▶ Task prompt: Copy nothing before the line containing "Pin the blurred". Reproduce that line and all that follow, exactly, through the end of the records.

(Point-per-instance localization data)
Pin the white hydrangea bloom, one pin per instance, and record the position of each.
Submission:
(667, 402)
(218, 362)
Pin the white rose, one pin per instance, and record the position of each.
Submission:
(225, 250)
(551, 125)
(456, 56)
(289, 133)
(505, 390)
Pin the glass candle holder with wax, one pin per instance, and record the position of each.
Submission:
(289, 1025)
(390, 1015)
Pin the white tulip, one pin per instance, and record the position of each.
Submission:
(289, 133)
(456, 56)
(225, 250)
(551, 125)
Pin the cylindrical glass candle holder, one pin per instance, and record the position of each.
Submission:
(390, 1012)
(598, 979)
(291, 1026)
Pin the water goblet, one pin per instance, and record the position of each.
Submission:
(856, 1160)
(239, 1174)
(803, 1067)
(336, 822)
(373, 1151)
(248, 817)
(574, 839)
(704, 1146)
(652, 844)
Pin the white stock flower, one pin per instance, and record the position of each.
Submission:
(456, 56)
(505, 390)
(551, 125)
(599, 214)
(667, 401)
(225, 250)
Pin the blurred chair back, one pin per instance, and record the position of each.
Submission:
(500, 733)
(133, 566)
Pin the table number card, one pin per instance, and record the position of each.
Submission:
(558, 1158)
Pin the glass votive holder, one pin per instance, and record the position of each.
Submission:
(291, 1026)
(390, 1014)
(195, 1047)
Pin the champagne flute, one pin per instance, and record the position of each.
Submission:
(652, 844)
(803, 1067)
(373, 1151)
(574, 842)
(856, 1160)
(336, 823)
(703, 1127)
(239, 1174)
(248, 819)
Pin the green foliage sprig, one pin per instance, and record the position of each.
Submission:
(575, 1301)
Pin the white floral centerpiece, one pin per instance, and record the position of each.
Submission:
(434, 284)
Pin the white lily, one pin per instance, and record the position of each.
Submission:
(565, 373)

▶ Completed task:
Pin the blurred chair back, one pin per instance, and record the position of each.
Submission:
(500, 733)
(133, 566)
Pin the table number card, one pin per instance, and record the position of each.
Submission:
(558, 1158)
Pin the glass votive holder, one pin per instance, and record the position of each.
Submission:
(291, 1026)
(390, 1014)
(195, 1047)
Pin the champagne flute, one pin per instance, and record the position of each.
Submission:
(652, 844)
(803, 1067)
(373, 1151)
(574, 842)
(856, 1160)
(336, 823)
(703, 1127)
(239, 1174)
(248, 819)
Pin the green foliage sprig, one pin per instance, and record the position of each.
Submission:
(575, 1301)
Pin the white floral centerpiece, one pin per instance, and record the position of each.
Submission:
(434, 284)
Pin the white lily, one pin per instance, and record the position of each.
Submission:
(565, 373)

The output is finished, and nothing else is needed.